Problem:
Return the lines of the data below starting at the one holding "Put a pin on every instance of the calm" and ending at the one holding "Target = burner cap", word for word, leaving every picture out.

Input data:
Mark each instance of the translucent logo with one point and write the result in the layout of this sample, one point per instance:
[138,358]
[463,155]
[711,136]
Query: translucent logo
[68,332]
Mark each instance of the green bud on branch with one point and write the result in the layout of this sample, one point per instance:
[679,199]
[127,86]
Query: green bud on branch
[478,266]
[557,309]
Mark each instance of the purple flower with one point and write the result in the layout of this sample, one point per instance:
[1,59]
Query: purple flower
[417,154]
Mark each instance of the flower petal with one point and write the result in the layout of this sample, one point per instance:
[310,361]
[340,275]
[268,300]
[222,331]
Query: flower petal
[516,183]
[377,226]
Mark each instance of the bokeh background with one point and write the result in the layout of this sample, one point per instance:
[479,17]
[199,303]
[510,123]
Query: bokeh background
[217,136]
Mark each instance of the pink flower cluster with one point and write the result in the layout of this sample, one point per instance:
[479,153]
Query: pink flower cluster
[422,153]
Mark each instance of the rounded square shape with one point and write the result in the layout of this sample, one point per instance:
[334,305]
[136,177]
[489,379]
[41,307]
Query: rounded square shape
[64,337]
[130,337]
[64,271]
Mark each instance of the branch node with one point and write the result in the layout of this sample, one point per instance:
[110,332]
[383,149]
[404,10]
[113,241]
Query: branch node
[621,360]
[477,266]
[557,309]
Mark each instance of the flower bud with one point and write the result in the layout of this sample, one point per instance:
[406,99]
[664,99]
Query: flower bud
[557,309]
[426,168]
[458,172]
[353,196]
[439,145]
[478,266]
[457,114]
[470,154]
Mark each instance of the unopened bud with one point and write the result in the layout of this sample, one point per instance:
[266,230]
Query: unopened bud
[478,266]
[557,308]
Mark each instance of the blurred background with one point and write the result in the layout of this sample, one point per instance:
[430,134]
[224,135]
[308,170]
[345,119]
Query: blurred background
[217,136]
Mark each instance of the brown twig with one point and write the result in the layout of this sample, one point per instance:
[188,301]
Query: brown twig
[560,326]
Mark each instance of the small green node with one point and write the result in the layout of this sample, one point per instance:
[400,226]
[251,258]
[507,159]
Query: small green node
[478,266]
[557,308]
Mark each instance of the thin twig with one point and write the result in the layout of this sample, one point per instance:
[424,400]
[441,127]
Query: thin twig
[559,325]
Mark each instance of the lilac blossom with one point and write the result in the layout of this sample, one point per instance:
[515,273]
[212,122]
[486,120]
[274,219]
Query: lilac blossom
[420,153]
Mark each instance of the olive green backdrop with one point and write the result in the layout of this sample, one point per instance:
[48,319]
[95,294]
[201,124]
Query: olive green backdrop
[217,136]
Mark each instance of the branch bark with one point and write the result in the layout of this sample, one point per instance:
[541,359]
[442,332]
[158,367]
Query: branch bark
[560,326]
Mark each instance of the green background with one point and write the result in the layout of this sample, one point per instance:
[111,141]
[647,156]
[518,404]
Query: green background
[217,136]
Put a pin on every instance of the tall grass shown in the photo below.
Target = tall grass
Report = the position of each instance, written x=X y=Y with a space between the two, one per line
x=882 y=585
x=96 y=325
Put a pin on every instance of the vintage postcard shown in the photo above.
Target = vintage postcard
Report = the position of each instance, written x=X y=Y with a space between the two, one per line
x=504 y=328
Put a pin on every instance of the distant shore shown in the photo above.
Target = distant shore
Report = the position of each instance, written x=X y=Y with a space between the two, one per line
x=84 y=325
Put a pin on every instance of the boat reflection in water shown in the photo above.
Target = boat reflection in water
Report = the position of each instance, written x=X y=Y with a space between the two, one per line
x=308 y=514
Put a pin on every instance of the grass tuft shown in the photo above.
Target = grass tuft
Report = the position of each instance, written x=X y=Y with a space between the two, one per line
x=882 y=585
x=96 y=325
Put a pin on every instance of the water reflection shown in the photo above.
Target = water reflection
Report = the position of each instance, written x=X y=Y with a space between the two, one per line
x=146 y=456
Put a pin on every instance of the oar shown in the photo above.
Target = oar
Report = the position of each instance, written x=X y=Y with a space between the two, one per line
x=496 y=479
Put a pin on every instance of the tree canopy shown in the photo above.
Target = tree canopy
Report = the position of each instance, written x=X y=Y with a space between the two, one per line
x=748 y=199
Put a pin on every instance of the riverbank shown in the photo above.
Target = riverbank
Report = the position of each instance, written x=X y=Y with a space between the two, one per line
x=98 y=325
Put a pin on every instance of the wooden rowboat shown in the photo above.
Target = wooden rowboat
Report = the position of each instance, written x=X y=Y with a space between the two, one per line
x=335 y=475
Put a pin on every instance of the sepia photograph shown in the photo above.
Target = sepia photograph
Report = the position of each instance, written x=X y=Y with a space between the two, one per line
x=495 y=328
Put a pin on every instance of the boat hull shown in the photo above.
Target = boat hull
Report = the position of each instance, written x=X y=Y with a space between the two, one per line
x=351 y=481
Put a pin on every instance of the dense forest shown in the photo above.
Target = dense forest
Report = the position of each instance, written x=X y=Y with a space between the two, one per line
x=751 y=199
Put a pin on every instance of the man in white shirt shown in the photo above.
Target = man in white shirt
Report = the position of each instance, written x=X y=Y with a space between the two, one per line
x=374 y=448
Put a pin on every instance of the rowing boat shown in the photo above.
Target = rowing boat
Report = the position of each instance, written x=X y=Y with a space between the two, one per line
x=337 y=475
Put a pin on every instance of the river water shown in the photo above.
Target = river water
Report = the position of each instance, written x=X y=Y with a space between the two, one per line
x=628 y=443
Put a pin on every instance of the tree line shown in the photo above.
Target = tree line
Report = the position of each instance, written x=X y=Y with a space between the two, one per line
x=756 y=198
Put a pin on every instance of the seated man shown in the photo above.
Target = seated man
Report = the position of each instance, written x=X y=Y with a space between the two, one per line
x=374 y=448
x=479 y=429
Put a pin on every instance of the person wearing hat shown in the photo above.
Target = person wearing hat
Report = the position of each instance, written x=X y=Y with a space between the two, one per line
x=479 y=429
---
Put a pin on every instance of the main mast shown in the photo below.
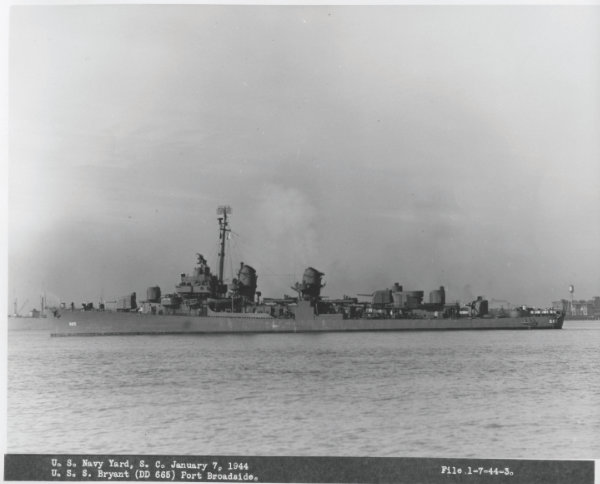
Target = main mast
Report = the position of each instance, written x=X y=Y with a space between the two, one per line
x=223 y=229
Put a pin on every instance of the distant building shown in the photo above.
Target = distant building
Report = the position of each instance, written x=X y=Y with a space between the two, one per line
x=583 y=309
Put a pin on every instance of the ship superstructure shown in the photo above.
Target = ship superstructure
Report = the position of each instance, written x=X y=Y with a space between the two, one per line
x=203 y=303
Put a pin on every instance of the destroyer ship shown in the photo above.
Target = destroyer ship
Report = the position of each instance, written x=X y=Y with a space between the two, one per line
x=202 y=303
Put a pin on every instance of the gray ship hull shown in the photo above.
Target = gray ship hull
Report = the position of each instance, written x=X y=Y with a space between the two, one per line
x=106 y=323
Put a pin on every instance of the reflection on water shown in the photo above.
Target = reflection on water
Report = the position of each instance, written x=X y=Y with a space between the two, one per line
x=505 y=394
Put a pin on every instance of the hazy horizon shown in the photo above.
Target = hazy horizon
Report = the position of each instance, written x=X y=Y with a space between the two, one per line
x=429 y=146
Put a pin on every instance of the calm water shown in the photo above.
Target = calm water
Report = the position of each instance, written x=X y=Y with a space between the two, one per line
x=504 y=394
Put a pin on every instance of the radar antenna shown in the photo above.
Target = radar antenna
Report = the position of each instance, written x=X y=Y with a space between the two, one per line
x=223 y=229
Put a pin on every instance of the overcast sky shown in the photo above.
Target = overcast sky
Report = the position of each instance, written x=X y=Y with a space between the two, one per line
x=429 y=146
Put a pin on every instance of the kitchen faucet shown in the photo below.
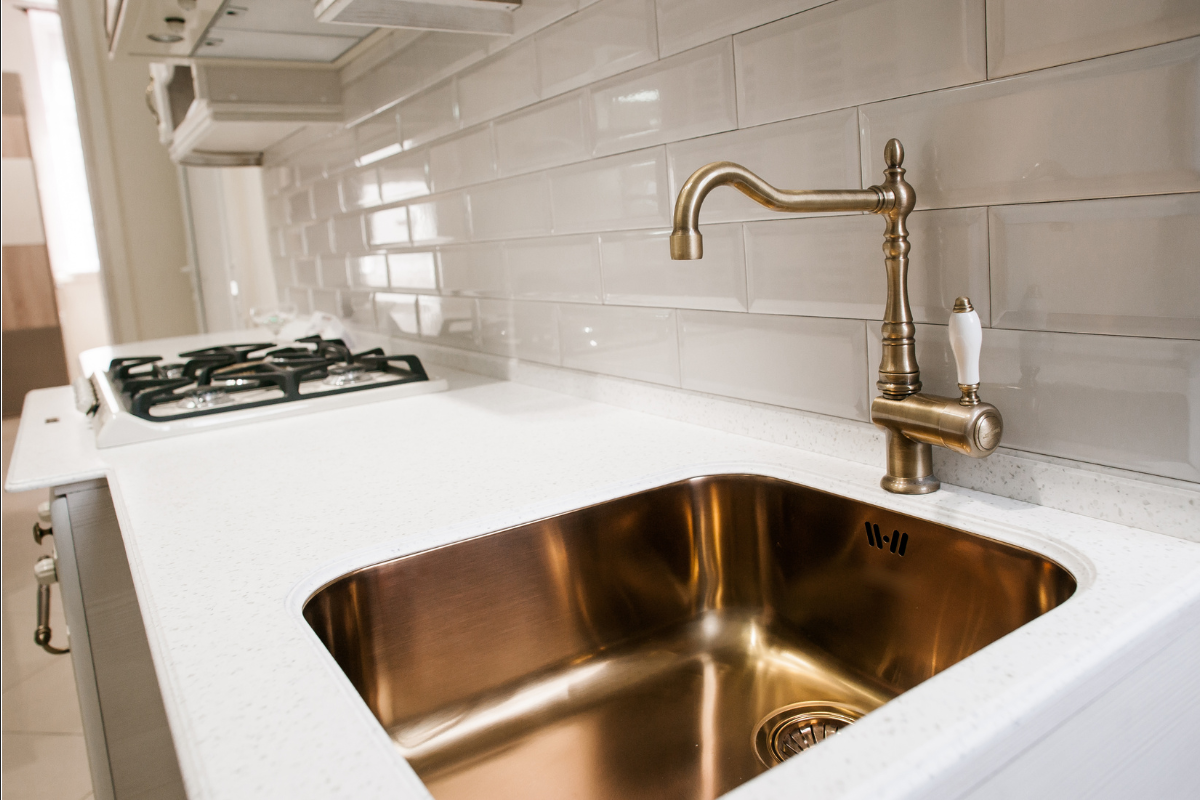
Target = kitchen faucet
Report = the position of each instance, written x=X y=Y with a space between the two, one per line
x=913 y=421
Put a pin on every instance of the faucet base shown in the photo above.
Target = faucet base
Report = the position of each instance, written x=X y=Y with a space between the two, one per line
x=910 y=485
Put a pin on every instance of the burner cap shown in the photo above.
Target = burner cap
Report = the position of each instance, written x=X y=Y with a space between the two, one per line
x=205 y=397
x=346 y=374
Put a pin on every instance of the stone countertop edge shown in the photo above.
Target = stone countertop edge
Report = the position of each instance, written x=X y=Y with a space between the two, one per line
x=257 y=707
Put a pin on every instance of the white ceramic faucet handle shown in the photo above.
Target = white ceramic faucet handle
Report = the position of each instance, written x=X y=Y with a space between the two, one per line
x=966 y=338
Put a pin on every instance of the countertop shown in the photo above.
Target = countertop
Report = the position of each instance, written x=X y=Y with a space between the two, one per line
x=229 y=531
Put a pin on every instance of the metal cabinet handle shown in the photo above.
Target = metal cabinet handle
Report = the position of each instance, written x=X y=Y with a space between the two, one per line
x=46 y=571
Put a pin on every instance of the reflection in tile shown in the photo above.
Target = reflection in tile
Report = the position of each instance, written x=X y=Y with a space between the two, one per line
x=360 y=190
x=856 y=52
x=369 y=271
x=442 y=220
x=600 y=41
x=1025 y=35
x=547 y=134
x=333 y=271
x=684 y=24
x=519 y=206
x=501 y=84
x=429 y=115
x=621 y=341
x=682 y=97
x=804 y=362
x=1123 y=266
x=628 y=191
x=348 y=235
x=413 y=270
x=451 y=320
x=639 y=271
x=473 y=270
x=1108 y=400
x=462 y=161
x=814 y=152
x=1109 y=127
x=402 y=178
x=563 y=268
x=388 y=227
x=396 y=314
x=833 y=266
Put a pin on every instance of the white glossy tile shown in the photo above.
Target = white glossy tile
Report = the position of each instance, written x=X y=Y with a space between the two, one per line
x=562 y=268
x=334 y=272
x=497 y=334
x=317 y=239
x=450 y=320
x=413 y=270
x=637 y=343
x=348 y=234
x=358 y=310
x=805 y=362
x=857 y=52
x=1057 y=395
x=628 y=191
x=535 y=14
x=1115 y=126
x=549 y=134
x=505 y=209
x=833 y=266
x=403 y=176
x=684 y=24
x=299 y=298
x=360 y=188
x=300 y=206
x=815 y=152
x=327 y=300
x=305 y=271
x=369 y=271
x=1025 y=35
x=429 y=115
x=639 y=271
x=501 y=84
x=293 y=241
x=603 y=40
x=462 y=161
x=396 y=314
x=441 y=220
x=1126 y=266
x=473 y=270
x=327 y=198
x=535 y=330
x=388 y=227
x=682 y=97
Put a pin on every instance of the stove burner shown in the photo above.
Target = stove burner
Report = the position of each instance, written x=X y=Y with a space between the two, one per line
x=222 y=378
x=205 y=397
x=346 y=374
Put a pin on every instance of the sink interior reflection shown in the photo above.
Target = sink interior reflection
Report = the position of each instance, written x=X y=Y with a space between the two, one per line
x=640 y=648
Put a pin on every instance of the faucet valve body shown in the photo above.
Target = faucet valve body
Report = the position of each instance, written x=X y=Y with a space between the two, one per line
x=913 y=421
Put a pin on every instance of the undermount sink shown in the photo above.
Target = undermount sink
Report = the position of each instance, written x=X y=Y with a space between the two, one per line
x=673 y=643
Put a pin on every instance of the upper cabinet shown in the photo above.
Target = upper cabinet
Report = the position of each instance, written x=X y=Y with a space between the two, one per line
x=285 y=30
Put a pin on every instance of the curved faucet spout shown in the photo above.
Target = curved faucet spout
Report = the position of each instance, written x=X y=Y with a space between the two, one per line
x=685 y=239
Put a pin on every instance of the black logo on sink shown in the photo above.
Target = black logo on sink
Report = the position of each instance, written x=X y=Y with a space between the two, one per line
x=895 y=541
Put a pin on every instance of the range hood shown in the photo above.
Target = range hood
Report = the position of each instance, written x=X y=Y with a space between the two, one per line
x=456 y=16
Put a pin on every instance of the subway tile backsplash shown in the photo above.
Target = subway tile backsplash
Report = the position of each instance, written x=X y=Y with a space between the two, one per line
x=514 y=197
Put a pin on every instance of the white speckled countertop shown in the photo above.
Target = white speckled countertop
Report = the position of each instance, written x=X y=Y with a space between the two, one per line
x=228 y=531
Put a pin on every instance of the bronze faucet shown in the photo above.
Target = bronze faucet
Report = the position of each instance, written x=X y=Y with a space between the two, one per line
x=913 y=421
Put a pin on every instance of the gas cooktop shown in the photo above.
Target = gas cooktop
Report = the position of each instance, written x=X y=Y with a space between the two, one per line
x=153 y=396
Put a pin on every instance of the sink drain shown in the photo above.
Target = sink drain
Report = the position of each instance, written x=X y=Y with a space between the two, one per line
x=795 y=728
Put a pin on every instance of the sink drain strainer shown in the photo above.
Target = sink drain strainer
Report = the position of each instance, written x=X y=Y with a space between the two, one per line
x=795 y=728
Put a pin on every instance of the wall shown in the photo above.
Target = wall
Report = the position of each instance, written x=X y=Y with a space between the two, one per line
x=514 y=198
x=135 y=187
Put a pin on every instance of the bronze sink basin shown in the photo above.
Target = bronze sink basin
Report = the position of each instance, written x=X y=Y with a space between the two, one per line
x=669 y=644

Solution:
Put a pin on every instance of the calm water shown in the photo above.
Target = calm water
Report = the position of each instance, written x=X y=Y with a space between the two, one per line
x=504 y=394
Put a pin on every instance of the radar antenna shown in the photo above.
Target = radar antenna
Report = the position of each instance, written x=X y=Y with a space between the two, one per line
x=223 y=229
Put a pin on every instance of the overcast sky shown in the photo above.
Target = overcast sky
Report = the position of each instance, written x=X y=Y with a space between the two, one per line
x=429 y=146
Put a pin on every instance of the kitchen faucet shown in the photo below.
Target = kitchen faucet
Report = the position of each instance, written x=X y=Y with a space between the two, one per line
x=913 y=421
Put a pin on every instance of the faucet base shown in the photo above.
Target = faucet base
Report = the position of each instance, written x=X y=Y with a space between the two, one per line
x=910 y=485
Put a pin on every instance of the burner cap shown in the photo above.
Target = burner cap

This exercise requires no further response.